[What to work on]:
a. Condense the paragraph of the article on part-time work in Czechia that begins "According to Eurostat" into a short bulleted list, keeping its main figures.
b. In the article on part-time work in Czechia, take the part that opens with the words containing "Interest in part-time work has" and closes with "towards working life.", and reproduce it with "pandemic" swapped for "health crisis".
c. Pick up the article on part-time work in Czechia after its final sentence and carry it on with a few more paragraphs.

Growing interest in part-time work reflects social shift in Czechia

Interest in part-time work has spiked as a result of pandemic, bringing the Czech Republic closer into line with other EU nations.

William Nattrass

Written by William Nattrass Published on 01.12.2021 14:29:00 (updated on 04.12.2021) Reading time: 2 minutes

The Czech Republic has long been below the EU average for the number of people working part-time jobs. In this sense, the country has, like other Central and Eastern European nations, taken a traditional “all or nothing” attitude towards working life.

According to Eurostat, Only 10% of Czech women work part-time; in neighboring Austria, the proportion is 50%. Fewer Czech men work part-time than their counterparts in other EU countries, too. In the Netherlands, a whopping 36.9% of the total workforce has part-time jobs; in the Czech Republic, it is only 4.9%.

Yet all over the world, the pandemic has brought about change. The traditional eight-hour working day went out of the window for many; and while working from home brought new challenges, it also forced many people to reconsider their previous work-life balance.

[Information shown]:
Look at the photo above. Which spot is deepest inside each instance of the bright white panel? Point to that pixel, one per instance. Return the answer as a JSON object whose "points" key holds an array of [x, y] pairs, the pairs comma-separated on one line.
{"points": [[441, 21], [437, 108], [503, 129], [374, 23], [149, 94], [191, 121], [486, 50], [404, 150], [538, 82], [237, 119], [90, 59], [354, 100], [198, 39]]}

[Answers for this exercise]:
a.
- Only 10% of Czech women work part-time, compared with 50% in neighboring Austria.
- Czech men also work part-time less often than men in other EU countries.
- In the Netherlands, 36.9% of the total workforce holds part-time jobs, while in the Czech Republic the figure is only 4.9%.

b.
Interest in part-time work has spiked as a result of health crisis, bringing the Czech Republic closer into line with other EU nations.

William Nattrass

Written by William Nattrass Published on 01.12.2021 14:29:00 (updated on 04.12.2021) Reading time: 2 minutes

The Czech Republic has long been below the EU average for the number of people working part-time jobs. In this sense, the country has, like other Central and Eastern European nations, taken a traditional “all or nothing” attitude towards working life.

c.
The result, according to new data from SAP Services software company in Prague, has been a spike in people looking to move into part-time work. The company’s data suggests interest in part-time roles is higher than ever, with the most popular types being half or three-quarter time jobs. Such jobs are proving particularly appealing among students, elderly workers and women.

As in every other EU country, more women than men work part-time in the Czech Republic. In SAP Services, 94% of part-time employees are women. It’s thought the reason for this gender imbalance is the typically greater role played by women in caring for children or other family members in the Czech Republic.

“When setting conditions, we always try to respect the individual needs and time possibilities of the given employee. If the scope of work of the given position allows it, we try to meet their needs,” said Lenka Pospíšilová, HR Business Partner at SAP Services.

While interest in part-time positions (in the Czech Republic, 21.5 hours is officially considered a part-time contract) may be at an all-time high, how is the market for landing such a job?

According to SAP, 39% of Czech business service centers plan to increase their share of part-time work in response to growing interest from employees. Mobile operator Vodafone has even committed to providing a part-time option for every single advertised role with the company.

An increasing number of part-time roles now also require language capabilities, such as jobs in call centers requiring English, French, Polish, Romanian or other languages. As part-time work becomes more commonplace in the Czech Republic, it's clear that an increasing number of these roles will also open up to non-Czech workers.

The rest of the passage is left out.